Walter Defends Sarajevo (; ) is a 1972 Yugoslav partisan film, directed by Hajrudin Krvavac and starring Bata Živojinović, Ljubiša Samardžić and Rade Marković. The film centres around a mysterious figure named 'Walter', who is actively disrupting the attempts of German commander Alexander Löhr to retreat from the Balkans. The film's eponymous character, Walter, is loosely based around Vladimir Perić, whose nom de guerre was 'Valter'.

Plot
In late 1944, as the end of World War II approaches, the Wehrmacht's high command determines to pull out General Alexander Löhr's Army Group E from the Balkans back to Germany. They plan to supply the tank columns with fuel from a depot in Sarajevo. The Yugoslav partisans' leader in the city, a mysterious man known as Walter, presents a grave danger to the operation's success, and the Germans dispatch Standartenführer von Dietrich of the SD to deal with him. As no one in the city seems to know what Walter even looks like, Dietrich manages to have an operative infiltrate the resistance under the guise of Walter himself. The partisans are caught in a deadly game of betrayal, fraud and imposture while trying to frustrate the Germans' plans.

Ending
At the end of the movie, von Dietrich muses that he has finally realised why he never managed to defeat his nemesis Walter; standing on a hill he points at Sarajevo below and remarks in German: Sehen Sie diese Stadt?  Das ist Walter! ("You see that city?  That's Walter!")  This was intended to send a message of unity consistent with the official politics of the multi-ethnic state of Yugoslavia.

Cast
Bata Živojinović as Pilot (Walter)
Ljubiša Samardžić as Zis
Rade Marković as Sead Kapetanović
Slobodan Dimitrijević as Suri
Neda Spasojević as Mirna
Dragomir Gidra Bojanić as Kondor
Pavle Vuisić as train dispatcher
Faruk Begolli as Branko
Stevo Žigon as Dr Mišković
Jovan Janićijević as Josic
Relja Bašić as Obersturmführer
Hannjo Hasse as Col. von Dietrich
Rolf Römer as SS-Hauptsturmführer Bischoff
Fred Delmare as Sgt. Edele (credited as Axel Delmare)

Dataset extract —
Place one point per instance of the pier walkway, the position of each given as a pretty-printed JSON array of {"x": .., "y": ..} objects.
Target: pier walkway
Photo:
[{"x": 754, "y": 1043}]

Task instructions — Condense the paragraph of the film article that begins "In late 1944, as the end of World War II approaches" into a short bulleted list that keeps its main facts.

Response for this exercise —
- Late 1944: the Wehrmacht's high command decides to pull General Alexander Löhr's Army Group E out of the Balkans and back to Germany.
- The tank columns are to be fueled from a depot in Sarajevo.
- Walter, the mysterious leader of the Yugoslav partisans in the city, seriously threatens the operation.
- The Germans send Standartenführer von Dietrich of the SD to deal with him.
- Since no one knows what Walter looks like, Dietrich gets an operative into the resistance posing as Walter.
- The partisans face betrayal, fraud and imposture while trying to foil the German plans.